TASK PROMPT: Output every line of the data exactly as it appears.

=== DATA SUPPLIED ===

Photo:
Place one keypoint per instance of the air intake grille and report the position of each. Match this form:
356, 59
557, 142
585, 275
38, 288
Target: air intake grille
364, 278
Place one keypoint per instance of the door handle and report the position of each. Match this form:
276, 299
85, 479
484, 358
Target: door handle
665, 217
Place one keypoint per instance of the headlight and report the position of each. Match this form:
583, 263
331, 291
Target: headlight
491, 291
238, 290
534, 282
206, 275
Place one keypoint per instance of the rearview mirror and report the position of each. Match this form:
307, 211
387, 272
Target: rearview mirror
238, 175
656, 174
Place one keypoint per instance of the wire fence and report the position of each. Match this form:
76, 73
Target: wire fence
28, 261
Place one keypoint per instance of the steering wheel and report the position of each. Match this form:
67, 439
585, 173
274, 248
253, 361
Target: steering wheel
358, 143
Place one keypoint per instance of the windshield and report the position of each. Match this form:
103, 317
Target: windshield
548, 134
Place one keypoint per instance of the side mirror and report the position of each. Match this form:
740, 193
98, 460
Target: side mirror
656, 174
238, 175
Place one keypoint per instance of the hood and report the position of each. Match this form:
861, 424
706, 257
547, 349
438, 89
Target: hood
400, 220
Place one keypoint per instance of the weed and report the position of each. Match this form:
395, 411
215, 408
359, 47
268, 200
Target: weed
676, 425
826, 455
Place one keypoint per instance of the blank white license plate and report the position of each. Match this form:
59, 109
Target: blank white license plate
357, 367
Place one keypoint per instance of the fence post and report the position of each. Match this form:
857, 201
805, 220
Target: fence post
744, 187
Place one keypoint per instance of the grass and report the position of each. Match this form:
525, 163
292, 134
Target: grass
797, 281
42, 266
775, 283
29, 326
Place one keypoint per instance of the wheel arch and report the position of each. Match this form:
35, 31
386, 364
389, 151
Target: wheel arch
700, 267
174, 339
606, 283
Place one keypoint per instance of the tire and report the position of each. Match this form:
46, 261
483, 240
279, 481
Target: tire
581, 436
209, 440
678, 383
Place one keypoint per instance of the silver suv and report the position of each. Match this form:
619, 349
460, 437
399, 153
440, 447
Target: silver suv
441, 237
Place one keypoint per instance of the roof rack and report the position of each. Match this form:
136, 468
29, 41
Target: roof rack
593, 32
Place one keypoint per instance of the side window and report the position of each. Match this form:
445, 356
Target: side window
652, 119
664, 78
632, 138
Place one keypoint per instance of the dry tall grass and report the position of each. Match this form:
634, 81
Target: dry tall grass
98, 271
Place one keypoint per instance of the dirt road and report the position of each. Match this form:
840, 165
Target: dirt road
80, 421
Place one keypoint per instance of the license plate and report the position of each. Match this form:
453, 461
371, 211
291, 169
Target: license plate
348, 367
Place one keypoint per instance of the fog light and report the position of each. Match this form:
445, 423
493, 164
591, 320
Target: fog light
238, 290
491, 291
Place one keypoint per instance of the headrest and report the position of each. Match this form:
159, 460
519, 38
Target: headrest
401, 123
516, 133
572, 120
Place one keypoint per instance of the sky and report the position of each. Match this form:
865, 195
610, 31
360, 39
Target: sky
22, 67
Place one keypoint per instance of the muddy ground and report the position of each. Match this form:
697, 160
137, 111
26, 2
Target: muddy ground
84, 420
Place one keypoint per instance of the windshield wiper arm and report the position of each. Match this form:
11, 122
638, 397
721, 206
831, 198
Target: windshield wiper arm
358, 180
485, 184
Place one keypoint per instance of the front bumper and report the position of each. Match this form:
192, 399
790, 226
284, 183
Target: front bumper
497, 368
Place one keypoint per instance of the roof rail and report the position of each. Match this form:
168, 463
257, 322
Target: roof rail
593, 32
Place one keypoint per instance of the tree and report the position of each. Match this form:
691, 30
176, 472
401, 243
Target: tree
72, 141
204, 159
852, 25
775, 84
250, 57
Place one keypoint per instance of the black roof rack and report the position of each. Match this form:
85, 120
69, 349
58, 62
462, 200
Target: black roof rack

===

TASK ANSWER:
Photo:
Place one keypoint per instance of the air intake grille and report the position of each. Match this form:
356, 59
557, 142
585, 275
38, 288
Target: air intake grille
364, 278
Place one keypoint per instance of the door handle and report the position of each. Match this form:
276, 299
85, 479
484, 358
Target: door handle
665, 217
Place one keypoint per instance of the headlight and report the position of each. Match this form:
583, 263
331, 291
Target: headlight
491, 291
238, 290
534, 282
206, 275
Place one keypoint per instance of the rearview mirror and report the position of each. Match this form:
307, 211
387, 272
Target: rearview mirror
238, 175
656, 174
Place one keypoint per instance of the wire fence and report the position of each. Match this form:
76, 73
Target: wire fence
28, 261
Place one keypoint per instance of the steering wheel and report the position of each. Match this form:
67, 439
585, 173
274, 248
253, 361
Target: steering wheel
358, 143
Place one keypoint per instance of the windshield and report the position of each. Match this form:
103, 317
Target: windshield
548, 134
Place one keypoint per instance of the side mirror and report the position of each. Match this form:
740, 193
98, 460
Target: side mirror
656, 174
238, 175
Place one keypoint per instance of the hood and report the position of each. Match this form:
861, 424
706, 257
547, 349
438, 89
Target: hood
400, 220
Place one keypoint per instance of the weed and report the position of each. Match this form:
395, 411
215, 408
359, 47
268, 200
Target: weed
676, 425
826, 455
Place one keypoint per instance of the blank white license plate and report the position of each. Match this form:
59, 109
Target: blank white license plate
357, 367
Place one keypoint per instance of the fence post and report the position of each. Match this form:
857, 201
805, 220
Target: fence post
744, 187
Place one keypoint per instance of the grass and report the position of each. Match this form:
525, 163
292, 134
Target: grass
797, 281
42, 266
775, 283
29, 326
Place one keypoint per instance of the wheel arch and report the position of each. Match this form:
35, 31
386, 364
389, 151
Target: wheel arch
700, 267
174, 339
606, 283
Place one keypoint per instance of the tire and report the position of each. Match this form:
46, 261
483, 240
279, 481
Target: tire
581, 436
209, 440
678, 383
Place one keypoint per instance of the silver suv and report the position of each. Match this form:
619, 349
460, 437
399, 153
440, 447
Target: silver suv
441, 237
Place one keypoint per instance of the roof rack and report the position of each. Match this form:
136, 468
29, 41
Target: roof rack
593, 32
Place one keypoint per instance of the side window and report the position of each. Match this form:
445, 356
Target: side window
652, 119
664, 78
632, 138
Place one keypoint per instance of the dry tall grass and report the position of each. Match this form:
634, 81
Target: dry tall grass
98, 271
Place one keypoint per instance of the dirt road and report the position of each. Match this form:
840, 165
Target: dirt road
80, 421
Place one keypoint per instance of the license plate and report the position of each. Match this form:
453, 461
371, 211
291, 169
Target: license plate
348, 367
Place one keypoint per instance of the fog light and report the position of each. Match this form:
445, 423
493, 164
591, 320
Target: fog light
238, 290
491, 291
Place one keypoint per instance of the headrest and report the position of each. Match this form:
159, 460
519, 38
Target: headrest
401, 123
516, 133
572, 120
Place one keypoint per instance of the sky and report the position of each. Match this form:
865, 195
610, 31
360, 39
Target: sky
22, 67
Place one keypoint per instance of the muddy ground and report the position of each. Match this form:
697, 160
137, 111
26, 2
Target: muddy ground
84, 420
Place one keypoint per instance of the windshield wiper arm and report the position of each. Match this form:
11, 122
638, 397
721, 206
831, 198
Target: windshield wiper arm
358, 180
485, 184
Place one keypoint per instance of the front bumper and report the position of each. Match this form:
192, 399
790, 226
284, 183
Target: front bumper
497, 368
Place one keypoint per instance of the roof rail and report the position of each. Match this form:
168, 463
257, 322
Target: roof rail
593, 32
Place one keypoint per instance of the tree and report the position of each. Match this form:
691, 30
176, 472
401, 243
Target: tree
72, 141
204, 159
852, 25
775, 84
250, 57
Place one keypoint per instance of the black roof rack and report the position of each. Match this form:
85, 120
69, 349
58, 62
462, 200
Target: black roof rack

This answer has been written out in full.